In addition, the site has the Mission Memorial Cemetery, and a building which houses collections and archives, a reading room, a visitors’ store, and staff offices.
A coral and grass stage, Kahua Ho‘okipa, was added in 2011; addition of a reconstructed grass dwelling is in permitting process. This was the headquarters for the American protestant Sandwich Island Mission. Across King Street is the red brick Mission Memorial Building 1915.
While now not part of the Mission Houses, the Memorial building was built by the Hawaiian Evangelical Association as a museum and archive to celebrate the 100th anniversary of the Protestant Missionaries in Hawaii. The city took over the building during the 1940s and it has since been converted to the City Hall Annex.
On October 23, 1819, the Pioneer Company of American Protestant missionaries from the northeast US, led by Hiram Bingham, set sail on the Thaddeus for the Sandwich Islands (now known as Hawai‘i.)

▸ PROBLEM STATEMENT
According to the mission history text, what ship did the Pioneer Company sail on to the Sandwich Islands? The data after the mission history text is separate material.

▸ DATA LINES
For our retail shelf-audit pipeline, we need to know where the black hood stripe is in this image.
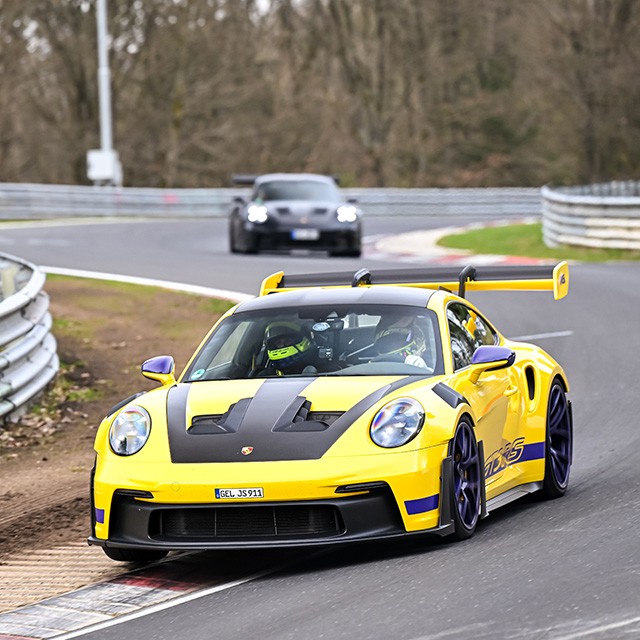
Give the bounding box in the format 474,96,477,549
167,376,429,463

▸ WRITTEN RESPONSE
The Thaddeus.